Aim:
Show every line of the items below that contains the string "side". Case counts.
□ □ □ □
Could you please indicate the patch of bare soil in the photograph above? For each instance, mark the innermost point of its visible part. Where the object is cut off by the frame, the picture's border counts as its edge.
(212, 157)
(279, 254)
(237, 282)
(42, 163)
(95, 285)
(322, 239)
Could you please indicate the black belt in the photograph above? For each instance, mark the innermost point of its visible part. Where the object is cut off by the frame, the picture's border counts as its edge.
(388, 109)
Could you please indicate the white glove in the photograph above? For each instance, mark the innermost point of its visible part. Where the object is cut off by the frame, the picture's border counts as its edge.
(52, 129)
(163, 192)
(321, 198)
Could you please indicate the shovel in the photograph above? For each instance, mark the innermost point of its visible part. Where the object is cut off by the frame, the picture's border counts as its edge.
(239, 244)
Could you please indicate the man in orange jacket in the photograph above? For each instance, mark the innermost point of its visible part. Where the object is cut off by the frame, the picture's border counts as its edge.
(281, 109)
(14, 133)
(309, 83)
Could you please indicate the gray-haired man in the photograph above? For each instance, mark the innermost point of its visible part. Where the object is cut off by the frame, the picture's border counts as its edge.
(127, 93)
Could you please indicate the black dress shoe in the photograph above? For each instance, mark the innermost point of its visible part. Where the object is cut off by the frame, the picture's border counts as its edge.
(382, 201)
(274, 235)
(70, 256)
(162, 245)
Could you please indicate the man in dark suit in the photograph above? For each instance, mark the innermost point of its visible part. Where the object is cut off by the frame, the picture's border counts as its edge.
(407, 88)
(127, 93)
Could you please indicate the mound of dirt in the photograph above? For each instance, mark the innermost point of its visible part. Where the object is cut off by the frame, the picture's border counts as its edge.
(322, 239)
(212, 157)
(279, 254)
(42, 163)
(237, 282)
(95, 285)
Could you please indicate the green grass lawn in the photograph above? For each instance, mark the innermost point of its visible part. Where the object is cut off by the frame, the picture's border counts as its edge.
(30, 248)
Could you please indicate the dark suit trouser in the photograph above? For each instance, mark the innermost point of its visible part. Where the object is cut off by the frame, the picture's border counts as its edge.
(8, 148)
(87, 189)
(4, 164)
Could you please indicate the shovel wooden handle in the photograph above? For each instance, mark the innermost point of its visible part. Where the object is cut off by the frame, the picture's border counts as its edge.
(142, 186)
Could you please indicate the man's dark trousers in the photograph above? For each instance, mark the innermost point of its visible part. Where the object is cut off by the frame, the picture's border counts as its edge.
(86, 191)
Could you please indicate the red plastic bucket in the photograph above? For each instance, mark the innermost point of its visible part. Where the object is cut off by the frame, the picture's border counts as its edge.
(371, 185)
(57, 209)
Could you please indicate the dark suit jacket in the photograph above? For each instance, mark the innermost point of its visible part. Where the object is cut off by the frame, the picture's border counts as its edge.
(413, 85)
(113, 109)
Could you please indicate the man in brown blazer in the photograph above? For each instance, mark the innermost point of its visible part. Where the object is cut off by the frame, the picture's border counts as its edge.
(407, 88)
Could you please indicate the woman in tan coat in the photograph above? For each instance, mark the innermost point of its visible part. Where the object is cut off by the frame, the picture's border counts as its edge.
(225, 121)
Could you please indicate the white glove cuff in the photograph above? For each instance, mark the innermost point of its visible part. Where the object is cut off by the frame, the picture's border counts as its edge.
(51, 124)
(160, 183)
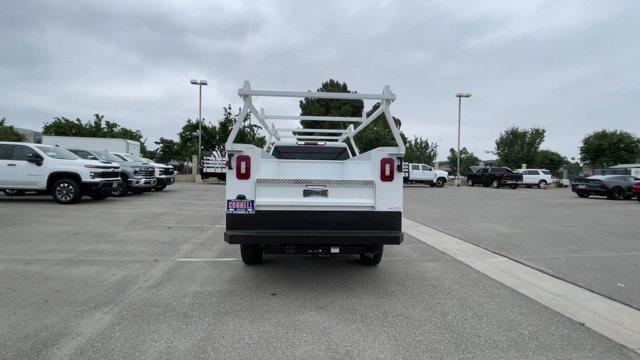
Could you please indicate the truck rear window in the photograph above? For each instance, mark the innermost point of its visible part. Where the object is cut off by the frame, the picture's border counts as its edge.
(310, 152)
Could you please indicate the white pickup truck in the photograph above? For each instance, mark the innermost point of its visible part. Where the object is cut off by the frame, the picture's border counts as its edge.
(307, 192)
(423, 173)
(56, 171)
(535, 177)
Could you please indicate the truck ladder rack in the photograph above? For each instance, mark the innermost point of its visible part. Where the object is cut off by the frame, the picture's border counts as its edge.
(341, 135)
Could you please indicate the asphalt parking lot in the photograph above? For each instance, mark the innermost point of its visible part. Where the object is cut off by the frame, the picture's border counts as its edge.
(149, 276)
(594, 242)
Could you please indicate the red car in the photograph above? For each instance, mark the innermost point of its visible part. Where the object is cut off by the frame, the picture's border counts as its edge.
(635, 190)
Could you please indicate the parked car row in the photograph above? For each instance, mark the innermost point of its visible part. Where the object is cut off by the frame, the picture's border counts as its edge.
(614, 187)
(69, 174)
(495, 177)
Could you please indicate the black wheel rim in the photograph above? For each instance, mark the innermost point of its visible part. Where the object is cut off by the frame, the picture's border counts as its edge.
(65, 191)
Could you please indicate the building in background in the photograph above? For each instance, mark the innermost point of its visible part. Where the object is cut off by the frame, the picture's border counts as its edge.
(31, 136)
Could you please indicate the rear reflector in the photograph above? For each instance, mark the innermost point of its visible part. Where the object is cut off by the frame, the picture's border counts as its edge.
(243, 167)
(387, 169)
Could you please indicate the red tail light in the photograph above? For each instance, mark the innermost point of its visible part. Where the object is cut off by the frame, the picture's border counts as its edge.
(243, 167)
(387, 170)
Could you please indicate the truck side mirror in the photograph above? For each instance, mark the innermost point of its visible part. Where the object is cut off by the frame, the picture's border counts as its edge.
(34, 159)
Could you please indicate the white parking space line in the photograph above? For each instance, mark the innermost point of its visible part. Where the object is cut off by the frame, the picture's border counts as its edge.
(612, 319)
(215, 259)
□ □ □ □
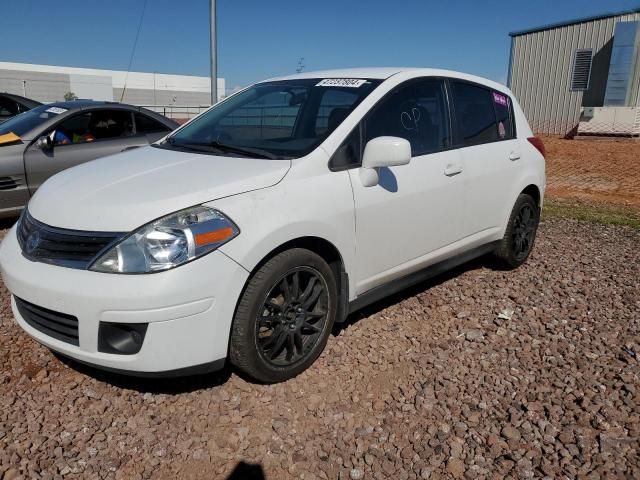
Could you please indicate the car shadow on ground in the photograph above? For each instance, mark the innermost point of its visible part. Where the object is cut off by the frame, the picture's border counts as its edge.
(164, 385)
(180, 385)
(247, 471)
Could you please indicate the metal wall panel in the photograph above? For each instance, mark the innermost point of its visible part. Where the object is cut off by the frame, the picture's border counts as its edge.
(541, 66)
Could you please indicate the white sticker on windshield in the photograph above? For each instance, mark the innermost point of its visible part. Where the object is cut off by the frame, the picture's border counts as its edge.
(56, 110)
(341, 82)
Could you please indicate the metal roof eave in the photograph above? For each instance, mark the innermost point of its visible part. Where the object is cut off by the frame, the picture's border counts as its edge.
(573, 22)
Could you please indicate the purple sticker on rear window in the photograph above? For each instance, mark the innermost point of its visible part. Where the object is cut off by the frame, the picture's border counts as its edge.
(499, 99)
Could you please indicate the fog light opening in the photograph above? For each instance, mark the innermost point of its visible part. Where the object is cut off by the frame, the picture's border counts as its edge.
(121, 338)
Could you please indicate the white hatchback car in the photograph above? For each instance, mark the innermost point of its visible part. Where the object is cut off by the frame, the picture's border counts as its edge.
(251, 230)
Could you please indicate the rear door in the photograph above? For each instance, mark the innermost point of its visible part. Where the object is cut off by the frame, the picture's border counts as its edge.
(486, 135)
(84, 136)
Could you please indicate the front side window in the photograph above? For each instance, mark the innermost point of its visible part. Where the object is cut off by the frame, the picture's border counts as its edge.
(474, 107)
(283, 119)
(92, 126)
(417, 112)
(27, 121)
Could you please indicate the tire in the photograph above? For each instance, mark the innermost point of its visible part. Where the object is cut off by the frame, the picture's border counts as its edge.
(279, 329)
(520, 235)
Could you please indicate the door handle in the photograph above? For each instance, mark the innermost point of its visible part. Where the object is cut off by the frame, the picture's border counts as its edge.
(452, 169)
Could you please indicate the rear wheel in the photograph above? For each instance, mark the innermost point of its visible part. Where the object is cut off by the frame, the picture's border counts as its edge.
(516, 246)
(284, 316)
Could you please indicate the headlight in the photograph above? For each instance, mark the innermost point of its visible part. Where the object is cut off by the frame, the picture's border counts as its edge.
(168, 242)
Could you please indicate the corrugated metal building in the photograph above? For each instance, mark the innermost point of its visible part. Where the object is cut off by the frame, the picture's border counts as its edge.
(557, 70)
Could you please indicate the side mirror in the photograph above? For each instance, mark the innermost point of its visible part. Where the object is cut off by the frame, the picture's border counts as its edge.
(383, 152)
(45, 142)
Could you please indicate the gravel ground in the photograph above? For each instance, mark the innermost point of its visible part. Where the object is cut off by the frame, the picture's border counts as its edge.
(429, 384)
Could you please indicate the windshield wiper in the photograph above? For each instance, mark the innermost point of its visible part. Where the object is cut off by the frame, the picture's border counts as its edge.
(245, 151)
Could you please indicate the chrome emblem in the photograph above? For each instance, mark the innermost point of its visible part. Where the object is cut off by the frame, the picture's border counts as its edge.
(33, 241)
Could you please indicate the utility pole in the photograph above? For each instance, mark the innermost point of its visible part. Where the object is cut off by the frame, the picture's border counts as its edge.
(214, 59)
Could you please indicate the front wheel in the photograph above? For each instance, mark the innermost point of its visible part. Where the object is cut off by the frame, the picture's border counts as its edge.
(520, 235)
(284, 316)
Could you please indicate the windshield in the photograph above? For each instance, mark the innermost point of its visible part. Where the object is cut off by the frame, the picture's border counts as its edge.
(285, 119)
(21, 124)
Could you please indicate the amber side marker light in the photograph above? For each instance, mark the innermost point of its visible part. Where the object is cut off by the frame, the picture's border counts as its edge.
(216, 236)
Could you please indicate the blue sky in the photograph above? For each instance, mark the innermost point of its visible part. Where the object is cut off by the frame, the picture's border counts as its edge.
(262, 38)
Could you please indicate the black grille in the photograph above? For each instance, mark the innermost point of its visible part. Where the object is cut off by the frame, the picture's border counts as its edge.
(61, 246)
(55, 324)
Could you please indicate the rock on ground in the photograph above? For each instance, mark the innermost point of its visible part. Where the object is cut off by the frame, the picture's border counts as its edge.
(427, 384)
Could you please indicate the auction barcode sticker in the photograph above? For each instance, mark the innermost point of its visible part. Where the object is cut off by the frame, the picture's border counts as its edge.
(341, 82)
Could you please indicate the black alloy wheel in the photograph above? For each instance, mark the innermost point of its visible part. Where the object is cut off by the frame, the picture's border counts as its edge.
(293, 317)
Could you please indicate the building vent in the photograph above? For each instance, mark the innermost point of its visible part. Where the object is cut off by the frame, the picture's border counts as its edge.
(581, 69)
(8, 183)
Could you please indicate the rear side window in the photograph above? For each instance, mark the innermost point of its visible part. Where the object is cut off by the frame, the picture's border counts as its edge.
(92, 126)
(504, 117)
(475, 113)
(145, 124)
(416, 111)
□ □ □ □
Task solution:
Could you please indicate the truck side mirror in the photograph above? For each instance, mark the innermost point of its visible part. Where the object is cut off by the frame, the picture's border counts as its edge.
Could you please indicate the front side window in the photograph above? For each instance, mark the innermost point of its visible part. Where the object is cut off by the frame, the picture's border counts as its edge.
Could you please indicate the side mirror in the photograph above? For each instance, mark the innermost point of its visible part. Where the object is cut off by the frame, the picture's border counts as its edge.
Could you please indicate the amber side marker light in the photograph above? For each instance, mark the innermost point of its visible part. Where the object is cut off by the frame, the picture's border counts as its edge.
Could you please indicate the rear side window in the photograph above? For each instance, mark the innermost point of its visible part. Where the object is cut off by the frame, the picture's border counts as its edge.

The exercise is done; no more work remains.